### SET EXERCISE
In the listing below, find the line that contains "Where can the lantern-style". Print that line and every line after it to the end of the listing, word for word.
*** WORKING DATA
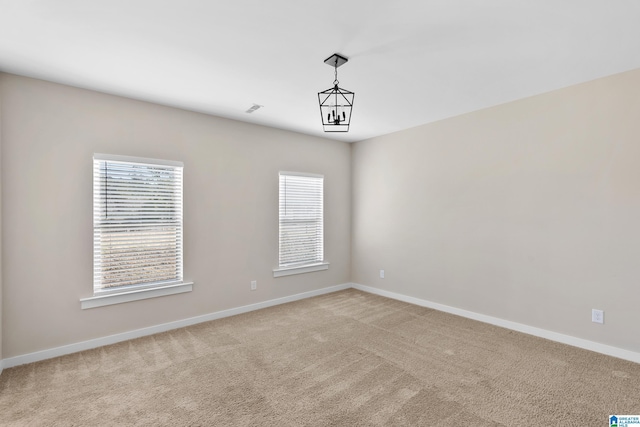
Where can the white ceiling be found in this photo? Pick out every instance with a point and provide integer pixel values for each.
(410, 61)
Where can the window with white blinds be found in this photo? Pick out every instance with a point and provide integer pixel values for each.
(301, 219)
(137, 223)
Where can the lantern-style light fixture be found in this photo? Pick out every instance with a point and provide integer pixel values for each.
(336, 103)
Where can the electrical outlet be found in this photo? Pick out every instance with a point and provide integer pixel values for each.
(597, 316)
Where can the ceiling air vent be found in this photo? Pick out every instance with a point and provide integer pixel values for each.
(254, 108)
******
### SOLUTION FOR THIS TASK
Where can the lantern-style light fixture be found in this photo? Pick out every instance with a point and provide integer pixel values for each.
(336, 103)
Where can the electrical outlet be found in this photo? Pick out every instance with a point and provide integer pixel values for each.
(597, 316)
Where can the ceiling air vent be found in this photo? Pick out every instance with a point and provide integer pixel values for each.
(254, 108)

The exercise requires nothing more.